* [Kutipan teks]
________________________________________

Dalam Islam pendapat yang ‘masyhur’ mengenai nikah beda agama memang hanya menyangkut hukum pernikahan seorang laki-laki muslim dengan wanita ahli kitab. Mengenai hal ini setidaknya ada dua pendapat ekstrim, yaitu yang membolehkan dan yang tidak membolehkan. Perdebatan berikutnya (saat ini), apakah yang dimaksud ahli kitab ini termasuk orang Nasrani dan Yahudi saat ini. Ada yang berpendapat orang Nasrani dan Yahudi saat juga termasuk Ahli Kitab. Akan tetapi, ada pula yang berpendapat, bahwa orang Nasrani dan Yahudi saat ini tidak lagi termasuk ahli kitab. Konsekuensinya, karena bukan Ahli Kitab, hukum yang membolehkan laki-laki muslim menikah dengan ahli kitab sudah kehilangan momentumnya, sudah hilang alias tidak boleh lagi.

Tampaknya Nurcholis, sang aktivis ‘pemberi garansi’ nikah beda agama itu, punya pendapat lain. Wanita muslimah pun dibolehkan menikah dengan laki-laki Ahli Kitab. Bahkan, melihat praktik pernikahan beda agama yang ada, wanita muslimah pun dibolehkan nikah tidak hanya dengan laki-laki Nasrani dan Yahudi tetapi dengan laki agama apa pun. Menurutnya, tidak ada satupun dalil yang berisi larangan praktik pernikahan beda agama dalam Islam. Sesuai kaidah, hukum asal sesuatu adalah boleh sebelum ada dalil yang melarang. Oleh karena tidak ada satupun dalil yang melarang, maka nikah beda agama (secara luas) tersebut juga harus dikembalikan kepada hukum asal, boleh (mubah).
Pendapat yang ‘kontroversial’ itu serta merta mendapat reaksi dari banyak tokoh Islam terutama para para sarjana hukum Islam mainstream. Salah satu ulama itu ialah Cholil Navis. Kiai muda yang doktor ini sangat tidak sependapat dengan Nurcholis, terutama ketika mengatakan bahwa hukum asal nikah beda agama itu boleh, karena tidak ada dalil yang melarang. Bahkan alam talk show yang disajikan TV One dengan tema Nikah Beda Agama, Kok Bisa?, salah seorang pengurus MUI Pusat ini, menantang agar suami Ang Mei Yong (Kong Hu Cu ) ini memberikan referensi bacaan yang menjadi rujukan pendapatnya.

________________________________________

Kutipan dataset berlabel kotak
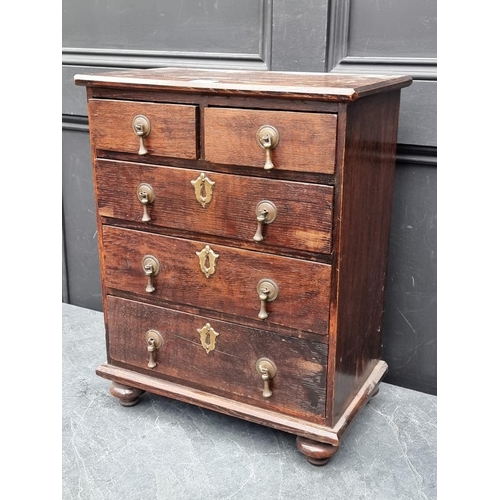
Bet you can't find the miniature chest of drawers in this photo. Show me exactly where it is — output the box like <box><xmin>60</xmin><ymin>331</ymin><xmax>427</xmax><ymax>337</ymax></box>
<box><xmin>75</xmin><ymin>68</ymin><xmax>411</xmax><ymax>465</ymax></box>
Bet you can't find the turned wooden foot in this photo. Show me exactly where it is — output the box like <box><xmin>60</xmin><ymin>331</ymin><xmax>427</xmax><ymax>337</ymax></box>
<box><xmin>297</xmin><ymin>436</ymin><xmax>339</xmax><ymax>465</ymax></box>
<box><xmin>109</xmin><ymin>382</ymin><xmax>145</xmax><ymax>406</ymax></box>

________________________________________

* [Tujuan tugas 1]
Jawablah pertanyaan berikut berdasarkan teks tentang nikah beda agama.
(a) Apa dua pendapat ekstrem mengenai hukum pernikahan laki-laki muslim dengan wanita ahli kitab?
(b) Kaidah apa yang dipakai Nurcholis untuk menyatakan bahwa nikah beda agama boleh?
(c) Stasiun televisi apa yang menyajikan talk show bertema "Nikah Beda Agama, Kok Bisa?"
* [Tujuan tugas 2] Lanjutkan teks tentang nikah beda agama, dimulai setelah kalimat terakhirnya.

* [Jawaban akhir 1]
(a) Pendapat yang membolehkan dan pendapat yang tidak membolehkan.
(b) Hukum asal sesuatu adalah boleh sebelum ada dalil yang melarang.
(c) TV One.

* [Jawaban akhir 2]
Diskursus mengenai nikah beda agama, sebenarnya seketika akan berakhir kalau semua sepakat, bahwa criteria sahnya perkawinan sebagaimana tersurat pada Pasal 2 Undang-Undang Perkawinan, bagi orang Islam merujuk kepada ketentuan Kompilasi Hukum Islam (KHI) yang dianggap sebagai ‘aturan baku’ mengenai hukum munakahat bagi orang Islam di Indonesia. Dalam KHI dengan tegas diatur laki muslim tidak boleh menikah dengan wanita non muslim (Pasal 40 huruf c KHI) dan sebaliknya perempuan muslimah tidak boleh menikah dengan laki-laki non muslim (Pasal 44 KHI). Yang tidak sependapat tampaknya mempersoalkan atas dasar apa KHI harus diikuti. Bukankan KHI yang diterbitkan hanya atas dasar instruksi presidan (Inpres), yang tidak termasuk tata urutan perundang-undangan di Indonesia. Kalau tidak ada kewajiban mengikuti KHI, maka ketentuan mengenai nikah beda agama, secara yuridis, juga tidak wajib diikuti. Dengan kata lain, pernikahan yang dilakukan menurut agama masing-masing dalam UUP dapat merujuk seluruh aturan mengenai pernikahan dalam Islam, termasuk pendapat yang berkembang mengenai nikah beda agama. Perbedaan pemahaman menganai sumber rujukan– tetang sahnya sebuah pernikahan menurut Islam–itulah yang menyebabkan perdebatan mengenai nikah beda agama, menurut pengamat, akan terus menjadi perdebatan yang tidak ada ujungnya ( WE online, Selasa, 15 Maret 2022). Akan tetapi apakah hanya karena masalah itu?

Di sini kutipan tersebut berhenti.